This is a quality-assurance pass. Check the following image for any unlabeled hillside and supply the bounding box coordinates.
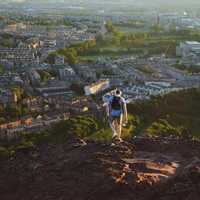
[128,89,200,138]
[0,137,200,200]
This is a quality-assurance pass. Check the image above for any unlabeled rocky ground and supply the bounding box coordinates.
[0,138,200,200]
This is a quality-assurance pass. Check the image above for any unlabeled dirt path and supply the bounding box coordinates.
[0,138,200,200]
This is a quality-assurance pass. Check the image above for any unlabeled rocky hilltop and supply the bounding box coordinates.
[0,137,200,200]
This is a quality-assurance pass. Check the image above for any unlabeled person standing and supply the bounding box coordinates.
[107,89,128,141]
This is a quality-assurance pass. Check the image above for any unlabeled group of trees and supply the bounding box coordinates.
[0,86,30,124]
[47,40,96,65]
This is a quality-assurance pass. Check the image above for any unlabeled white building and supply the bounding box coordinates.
[59,66,76,80]
[177,41,200,58]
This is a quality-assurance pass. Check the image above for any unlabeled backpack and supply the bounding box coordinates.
[111,96,122,110]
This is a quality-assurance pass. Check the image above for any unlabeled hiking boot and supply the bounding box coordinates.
[112,133,117,140]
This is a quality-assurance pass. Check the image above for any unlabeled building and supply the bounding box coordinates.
[55,56,65,65]
[58,66,76,81]
[177,41,200,58]
[84,80,110,96]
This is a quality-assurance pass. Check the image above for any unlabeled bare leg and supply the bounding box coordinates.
[109,120,117,137]
[118,115,123,138]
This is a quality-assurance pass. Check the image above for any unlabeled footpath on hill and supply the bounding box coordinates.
[0,137,200,200]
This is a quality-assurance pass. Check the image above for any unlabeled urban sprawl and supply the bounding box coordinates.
[0,3,200,137]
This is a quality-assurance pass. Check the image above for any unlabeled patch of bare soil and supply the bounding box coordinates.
[0,138,200,200]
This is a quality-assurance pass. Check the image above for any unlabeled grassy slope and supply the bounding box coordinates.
[129,89,200,138]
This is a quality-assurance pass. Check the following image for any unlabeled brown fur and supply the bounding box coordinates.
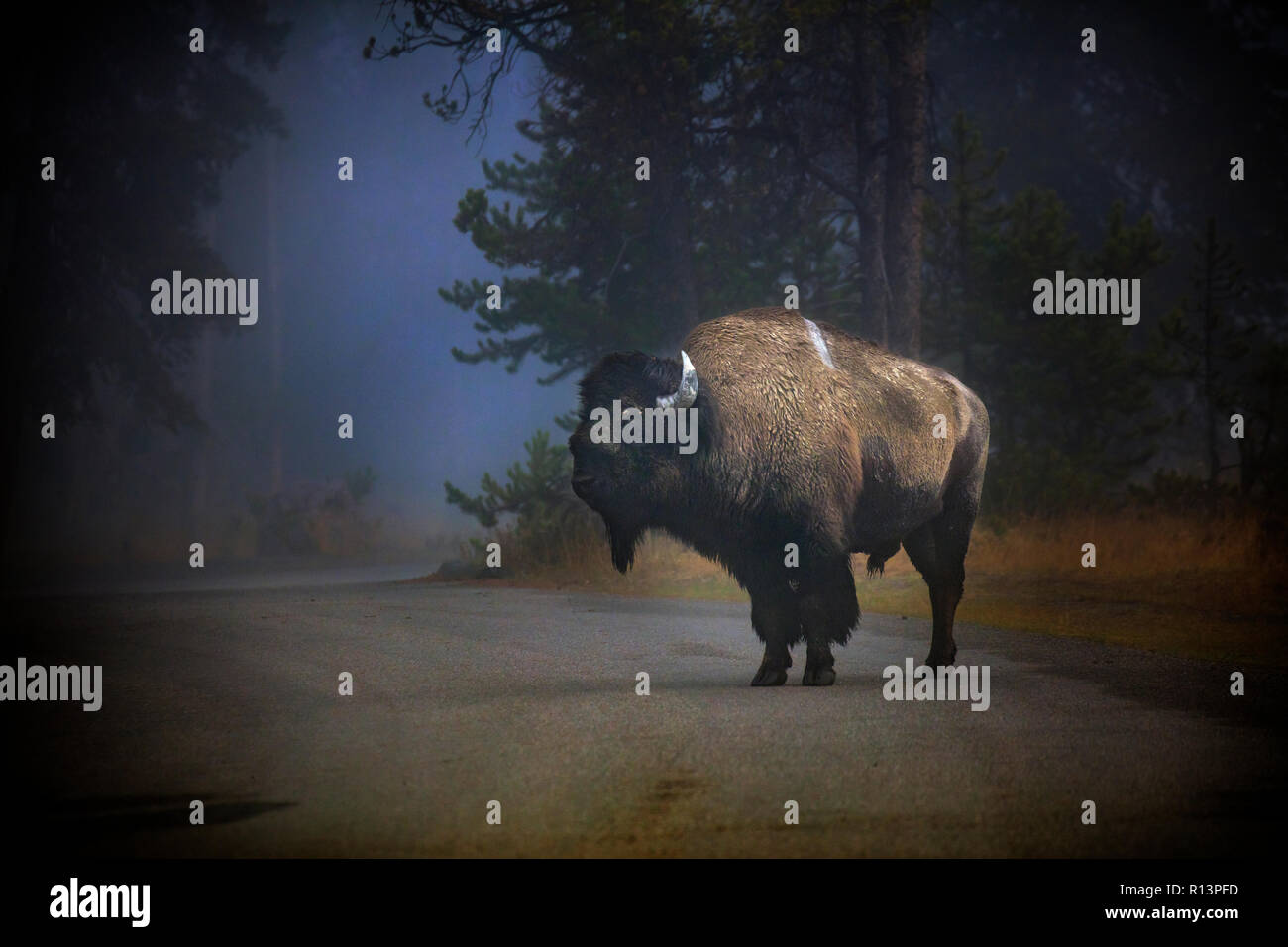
[570,309,988,683]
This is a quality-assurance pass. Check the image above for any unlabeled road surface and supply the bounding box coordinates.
[0,582,1288,857]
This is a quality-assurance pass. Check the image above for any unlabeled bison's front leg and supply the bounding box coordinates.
[802,556,859,686]
[751,590,800,686]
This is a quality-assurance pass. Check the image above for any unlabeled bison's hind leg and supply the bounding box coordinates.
[748,583,802,686]
[800,556,859,686]
[903,485,979,668]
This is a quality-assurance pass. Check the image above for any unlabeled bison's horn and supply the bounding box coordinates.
[657,349,698,411]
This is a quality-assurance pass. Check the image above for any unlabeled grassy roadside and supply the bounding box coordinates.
[419,513,1288,668]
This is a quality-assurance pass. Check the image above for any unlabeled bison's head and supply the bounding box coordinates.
[568,352,698,573]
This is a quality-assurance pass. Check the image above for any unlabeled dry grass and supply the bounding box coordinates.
[437,511,1288,666]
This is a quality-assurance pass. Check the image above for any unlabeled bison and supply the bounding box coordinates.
[568,308,988,686]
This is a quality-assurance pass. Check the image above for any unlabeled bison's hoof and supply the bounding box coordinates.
[802,664,836,686]
[751,665,787,686]
[926,644,957,668]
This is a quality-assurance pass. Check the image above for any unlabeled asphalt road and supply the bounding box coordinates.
[0,583,1288,857]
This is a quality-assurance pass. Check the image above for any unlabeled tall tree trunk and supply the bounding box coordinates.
[853,3,890,346]
[1202,217,1221,487]
[885,0,930,357]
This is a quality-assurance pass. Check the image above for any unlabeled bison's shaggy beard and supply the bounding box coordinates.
[604,517,643,575]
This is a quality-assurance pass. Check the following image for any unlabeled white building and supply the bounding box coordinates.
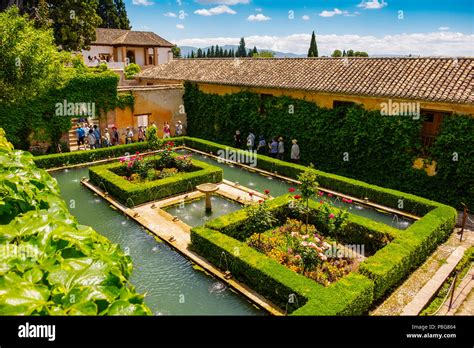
[82,28,174,69]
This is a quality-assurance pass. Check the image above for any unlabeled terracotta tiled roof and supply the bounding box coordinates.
[138,58,474,104]
[92,28,174,47]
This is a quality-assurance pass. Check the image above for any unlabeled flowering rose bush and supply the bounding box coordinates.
[247,219,355,285]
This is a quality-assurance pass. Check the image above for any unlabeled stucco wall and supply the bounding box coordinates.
[104,86,186,143]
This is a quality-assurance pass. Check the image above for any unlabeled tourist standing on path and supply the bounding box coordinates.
[247,131,255,151]
[112,127,120,145]
[138,126,145,142]
[257,135,267,154]
[76,125,86,150]
[87,129,97,150]
[290,139,300,163]
[269,138,278,158]
[175,121,183,137]
[163,122,171,139]
[125,127,133,144]
[278,137,285,161]
[102,128,111,147]
[94,124,102,149]
[234,130,242,149]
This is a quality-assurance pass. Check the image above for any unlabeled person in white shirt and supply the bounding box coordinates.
[290,139,300,163]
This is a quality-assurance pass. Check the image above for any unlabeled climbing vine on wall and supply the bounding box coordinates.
[183,83,474,209]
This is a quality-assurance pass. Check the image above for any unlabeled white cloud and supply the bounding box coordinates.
[132,0,154,6]
[196,0,250,5]
[194,5,237,16]
[357,0,388,10]
[176,32,474,56]
[247,13,271,22]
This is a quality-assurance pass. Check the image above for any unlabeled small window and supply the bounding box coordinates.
[259,93,273,115]
[332,100,355,109]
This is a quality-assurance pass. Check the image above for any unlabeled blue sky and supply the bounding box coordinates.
[126,0,474,56]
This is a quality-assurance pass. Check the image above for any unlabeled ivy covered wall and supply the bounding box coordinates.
[183,83,474,209]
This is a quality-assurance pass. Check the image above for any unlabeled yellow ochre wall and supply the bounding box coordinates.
[198,83,474,115]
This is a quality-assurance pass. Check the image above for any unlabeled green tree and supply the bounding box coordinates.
[235,37,247,57]
[97,0,130,30]
[171,46,181,58]
[308,30,318,57]
[48,0,101,51]
[252,51,275,58]
[0,7,65,103]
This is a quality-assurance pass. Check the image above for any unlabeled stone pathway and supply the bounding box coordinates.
[436,267,474,315]
[370,228,474,316]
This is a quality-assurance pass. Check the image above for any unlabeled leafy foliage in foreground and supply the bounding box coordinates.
[0,129,151,315]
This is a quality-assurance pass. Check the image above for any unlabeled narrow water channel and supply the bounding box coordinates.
[52,168,266,315]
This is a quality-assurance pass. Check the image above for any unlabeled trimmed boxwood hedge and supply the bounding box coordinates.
[191,195,456,315]
[34,138,183,169]
[89,159,222,207]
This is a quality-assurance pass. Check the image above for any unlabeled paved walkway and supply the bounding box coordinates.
[436,267,474,315]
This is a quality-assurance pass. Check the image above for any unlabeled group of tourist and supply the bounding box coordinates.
[234,130,300,163]
[76,118,183,150]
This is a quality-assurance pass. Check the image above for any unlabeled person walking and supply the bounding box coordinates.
[269,138,278,158]
[112,126,120,145]
[257,135,267,154]
[125,127,133,144]
[290,139,300,163]
[94,124,102,149]
[175,121,183,137]
[138,126,145,142]
[163,122,171,139]
[277,137,285,161]
[76,124,86,150]
[234,130,242,149]
[102,128,111,147]
[87,129,97,150]
[247,131,255,151]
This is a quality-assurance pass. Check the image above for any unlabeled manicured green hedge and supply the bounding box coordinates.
[359,206,457,299]
[183,137,438,216]
[34,138,182,169]
[183,83,474,210]
[0,129,151,315]
[205,195,403,254]
[191,227,373,315]
[89,159,222,207]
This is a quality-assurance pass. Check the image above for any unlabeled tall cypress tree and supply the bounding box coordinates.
[308,30,318,57]
[235,37,247,57]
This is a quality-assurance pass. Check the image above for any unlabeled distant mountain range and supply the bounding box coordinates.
[179,45,306,58]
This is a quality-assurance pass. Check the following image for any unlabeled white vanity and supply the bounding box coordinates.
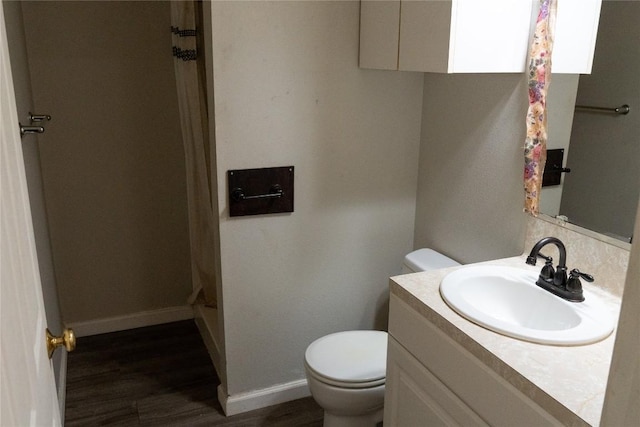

———

### Stated goal:
Print all of the items above word for word, but leave the pictures out.

### Task solution:
This is a quality-assurance pass. Check the following image for any unlabeled hillside and supply the bounding box coordinates.
[128,89,200,138]
[0,137,200,200]
This is a quality-assurance pass. Check the image above for any unlabeled rocky ground and supply the bounding box coordinates.
[0,138,200,200]
This is a quality-assurance pass. Check the image above for any unlabeled dirt path and supply the bounding box coordinates.
[0,138,200,200]
This is a quality-assurance pass. Check the image above for any unlabeled rocky hilltop and supply the bounding box coordinates.
[0,137,200,200]
This is a quality-assurance pass. Check the image above for any unlabeled person standing and supply the bounding box coordinates.
[107,89,128,141]
This is a quality-assurance pass. Check the image above for any unlabeled group of trees and supply the bounding box coordinates.
[0,86,30,124]
[47,40,96,65]
This is a quality-assurance pass. Check the image above for any unlabeled white building and supply the bounding box coordinates.
[59,66,76,80]
[177,41,200,58]
This is a quality-assurance pass. Check the image above for any unlabeled backpack and supply the bounding box coordinates.
[111,96,122,110]
This is a quality-assurance pass. Check the image above for any unlabeled hiking boot and supply the bounding box coordinates.
[112,133,117,140]
This is a quality-assurance pass. Check the image above for any unlabeled building and supply the bounding box coordinates.
[55,56,65,65]
[58,66,76,81]
[177,41,200,58]
[84,80,110,96]
This is a quality-assurance pass. Check the image above for any unlabeled bare leg and supply the bounding box coordinates.
[109,120,117,137]
[118,115,123,138]
This is a quality-assurance pass. Check the image above for any unlabeled footpath on hill and supply the bounding box coordinates.
[0,137,200,200]
This is a quality-assurance pass. Check the image above for any unlabeled urban sprawl and supply the bounding box coordinates.
[0,3,200,137]
This is a quality-assurance pass. Check the image above for any unlabeled patch of bare soil and supply the bounding box coordinates.
[0,138,200,200]
This is a quality-assurance pass. Check the image above for any unlabeled grassy slope and supply the bounding box coordinates.
[129,89,200,138]
This is a quality-assurance pass. Check the following image for any unlabeled brown fur and supply the bounding box coordinates.
[570,309,988,683]
This is a quality-assurance pass. Check the image above for any unlabeled road surface and supply the bounding box coordinates.
[0,582,1288,857]
This is a quality-assurance pass. Check the image above for any unlabeled bison's front leg and supply the bounding box coordinates.
[802,556,859,686]
[751,590,800,686]
This is a quality-assurance pass. Check the image above for any unlabeled bison's hind leg and supply the bounding box coordinates.
[748,583,802,686]
[800,556,859,686]
[903,485,979,668]
This is a quality-assurance pass. Check the image above for any unlabeled bison's horn and supply the bounding box coordinates.
[657,349,698,411]
This is a quality-assurance pass. Check the image above for any unlabeled grassy roadside and supply the bounding box coordinates.
[419,513,1288,668]
This is a quality-assurance pass. Check the image above for any unlabeled bison's head and supply the bounding box coordinates.
[568,352,698,573]
This is a quality-assurance pass. Check the image above for any unlabeled dry grass and supply the bounding box coordinates.
[437,511,1288,666]
This is a quality-assurance pass. Check the image above for any unlabeled bison and supply the bounding box coordinates.
[568,308,988,686]
This is a quality-assurance pass. Check the image above for any unlabeled bison's hoof and supply the bounding box coordinates.
[802,664,836,686]
[751,665,787,686]
[926,644,957,668]
This is a quality-assurance pass. Check the image above for any unlabeled asphalt road and supply the bounding box coordinates.
[0,583,1288,857]
This is a quality-assurance pass. Check the image above for any unlabeled tall tree trunk and supply the bounding box coordinates.
[853,3,890,346]
[1202,217,1221,487]
[885,0,930,357]
This is a quality-assurance pass. Check the image above for any unlabeled bison's shaggy beard and supply the bounding box coordinates.
[604,517,643,575]
This is a quality-assurance pass. Check the following image for any unlabeled white building and supply the bounding box coordinates.
[82,28,174,69]
This is a quality-assurance pass. Check the image above for any unlabeled terracotta tiled roof and supply the bounding box coordinates.
[138,58,474,104]
[92,28,174,47]
This is a quality-assurance pass. Check the image above for any unlabeled flowering rose bush and supply the bounding box coordinates.
[247,219,355,285]
This is a quality-assurance pass. Check the image above for any unlabeled stucco wall and supply the bounding box coordinates.
[104,86,186,143]
This is a quality-assurance pass. Check the image above for any unlabeled tourist standing on path and supply the bounding box coordinates.
[247,131,255,151]
[112,127,120,145]
[138,126,145,142]
[257,135,267,154]
[76,125,86,150]
[87,129,97,150]
[290,139,300,163]
[269,138,278,158]
[175,121,183,137]
[163,122,171,139]
[125,127,133,144]
[278,137,285,161]
[102,128,111,147]
[94,124,102,149]
[234,130,242,149]
This is a quality-assurance pass. Check the image above for any unlabeled person in white shirt and supply the bounding box coordinates.
[290,139,300,163]
This is a quality-assurance pass. Check the image above for any unlabeled climbing vine on wall and supply the bounding box coordinates.
[183,83,474,209]
This is a quality-assurance pass. Check the image above for any unlabeled white cloud and supply the bounding box coordinates.
[132,0,154,6]
[196,0,250,5]
[194,5,237,16]
[357,0,388,10]
[176,32,474,56]
[247,13,271,22]
This is a quality-assurance pass. Check the image above for any unlabeled small window and supply the bounding box coordinates.
[259,93,273,115]
[332,100,355,109]
This is a quality-assurance pass. Check the image above for any unlabeled blue sky and supply the bounding box coordinates.
[126,0,474,56]
This is a quality-assurance pass. Check the image above for any unlabeled ivy covered wall and supply the bounding box coordinates.
[183,83,474,209]
This is a quality-assurance pass. Check the image above for any unlabeled yellow ochre wall and supply the bounding box coordinates.
[198,83,474,115]
This is a quality-assurance pass. Check the image above for any unlabeled green tree and supply the bounding box coordinates.
[235,37,247,57]
[97,0,130,30]
[171,46,181,58]
[308,30,318,57]
[48,0,101,51]
[252,51,275,58]
[0,7,65,103]
This is a quality-assurance pass. Check the image above for any unlabeled stone pathway and supply the bounding box coordinates.
[436,267,474,315]
[370,228,474,316]
This is a quality-assurance pass. Check the image above for any unlabeled leafy foliage in foreground and supply the bounding box coordinates.
[0,129,151,315]
This is a quality-assurance pass. Check the image above for any unlabeled narrow water channel and supply the bounding box coordinates.
[52,168,266,315]
This is a quality-assurance pass. Check the image above for any unlabeled trimmed boxwood hedge and supply the bounding box coordinates.
[191,195,456,315]
[34,138,183,169]
[89,159,222,207]
This is a quality-assurance pass. Check the image above for any unlabeled paved walkway and supply the bounding box coordinates.
[436,267,474,315]
This is a quality-assurance pass. Check the image above for any unlabeled group of tourist and supply the bounding box coordinates.
[234,130,300,163]
[76,118,183,150]
This is a quality-assurance pass. Check the image above for any unlabeled person walking and supply the bounding box coordinates.
[269,138,278,158]
[112,126,120,145]
[257,135,267,154]
[125,127,133,144]
[290,139,300,163]
[94,124,102,149]
[175,121,183,137]
[138,126,145,142]
[163,122,171,139]
[277,137,285,161]
[76,124,86,150]
[234,130,242,149]
[102,128,111,147]
[87,129,97,150]
[247,131,255,151]
This is a quality-assurance pass. Check the image above for any unlabeled manicured green hedge and supply the bounding box coordinates.
[359,206,457,299]
[183,137,438,216]
[34,138,182,169]
[183,83,474,210]
[0,129,151,315]
[205,195,403,254]
[191,227,373,315]
[89,159,222,207]
This is a quality-assurance pass. Check the image above for any unlabeled tall cypress tree and supply the bounding box coordinates.
[308,30,318,57]
[235,37,247,57]
This is a quality-assurance pass. Check the image above for any unlabeled distant mountain range and supply the bounding box coordinates.
[179,45,306,58]
This is a quality-assurance pass. Check the following image for any unlabeled white vanity and supply the bounding box coordinates.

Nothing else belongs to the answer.